- **WHAT THE TASK ASKS**
Count the lines in the data below that contain the string "black". Case counts, and the reply should be the number alone.
:: ENTRIES PROVIDED ::
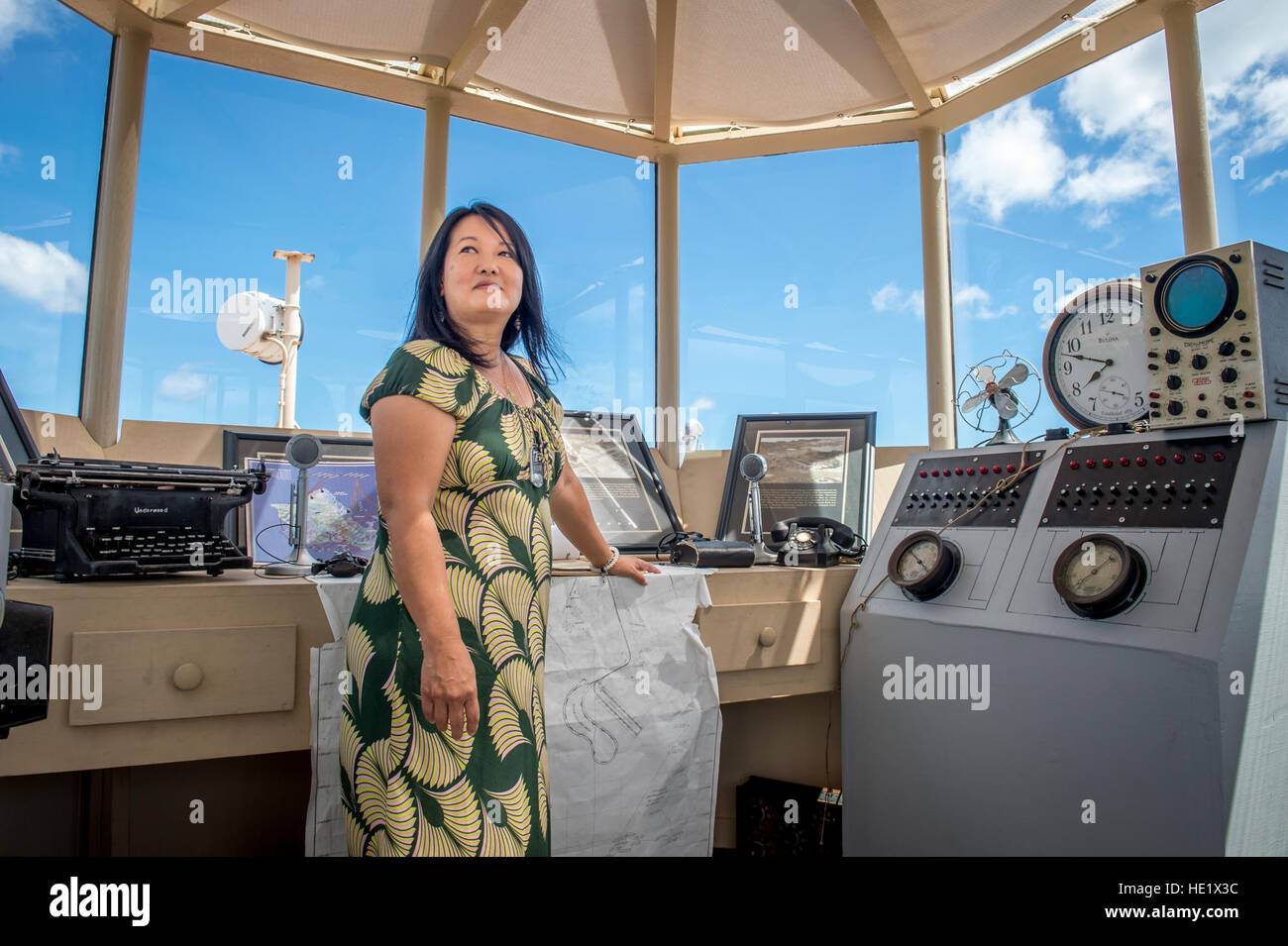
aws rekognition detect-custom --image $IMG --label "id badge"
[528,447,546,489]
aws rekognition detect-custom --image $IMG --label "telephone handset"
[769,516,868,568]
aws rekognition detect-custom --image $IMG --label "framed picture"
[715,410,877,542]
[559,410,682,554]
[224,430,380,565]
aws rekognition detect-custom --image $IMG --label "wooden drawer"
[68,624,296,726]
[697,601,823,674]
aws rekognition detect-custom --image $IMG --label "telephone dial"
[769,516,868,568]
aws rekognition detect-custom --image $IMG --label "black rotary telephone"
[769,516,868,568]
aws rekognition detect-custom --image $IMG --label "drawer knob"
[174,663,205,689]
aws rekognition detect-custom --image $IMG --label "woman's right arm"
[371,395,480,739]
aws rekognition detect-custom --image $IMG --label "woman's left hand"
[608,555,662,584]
:::
:: ENTRIES PROVIDED ::
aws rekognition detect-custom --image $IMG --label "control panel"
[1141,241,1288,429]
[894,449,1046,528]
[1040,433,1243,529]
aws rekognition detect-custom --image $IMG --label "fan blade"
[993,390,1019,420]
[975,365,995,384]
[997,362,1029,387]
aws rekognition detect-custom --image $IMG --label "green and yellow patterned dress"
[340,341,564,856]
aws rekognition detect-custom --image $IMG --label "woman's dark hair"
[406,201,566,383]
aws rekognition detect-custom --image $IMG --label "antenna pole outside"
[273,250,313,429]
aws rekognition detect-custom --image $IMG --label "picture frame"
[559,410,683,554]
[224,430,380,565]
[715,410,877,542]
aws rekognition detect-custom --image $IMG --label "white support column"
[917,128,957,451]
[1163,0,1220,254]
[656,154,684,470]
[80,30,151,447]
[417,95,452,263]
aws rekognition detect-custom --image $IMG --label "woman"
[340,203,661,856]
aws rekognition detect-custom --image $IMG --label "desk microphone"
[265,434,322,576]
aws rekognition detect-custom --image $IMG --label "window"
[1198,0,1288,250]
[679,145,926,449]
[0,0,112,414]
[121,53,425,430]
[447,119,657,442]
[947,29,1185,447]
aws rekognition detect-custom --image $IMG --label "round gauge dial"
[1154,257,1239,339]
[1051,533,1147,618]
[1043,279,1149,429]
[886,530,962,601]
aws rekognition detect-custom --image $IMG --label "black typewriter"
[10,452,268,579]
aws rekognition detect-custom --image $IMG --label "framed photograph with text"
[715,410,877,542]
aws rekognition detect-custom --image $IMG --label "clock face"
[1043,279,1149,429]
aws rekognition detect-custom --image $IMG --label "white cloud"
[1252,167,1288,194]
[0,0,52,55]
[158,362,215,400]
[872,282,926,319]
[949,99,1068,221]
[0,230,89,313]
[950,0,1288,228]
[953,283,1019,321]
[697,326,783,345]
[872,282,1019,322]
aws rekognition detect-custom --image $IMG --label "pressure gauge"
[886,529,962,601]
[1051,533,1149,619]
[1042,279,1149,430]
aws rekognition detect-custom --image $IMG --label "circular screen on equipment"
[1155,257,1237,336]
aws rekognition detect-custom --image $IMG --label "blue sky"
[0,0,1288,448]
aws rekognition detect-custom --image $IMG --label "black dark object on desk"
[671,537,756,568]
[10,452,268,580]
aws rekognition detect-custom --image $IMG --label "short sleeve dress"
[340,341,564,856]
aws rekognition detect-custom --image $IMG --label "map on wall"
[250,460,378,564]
:::
- **PROBLEM SOLUTION**
3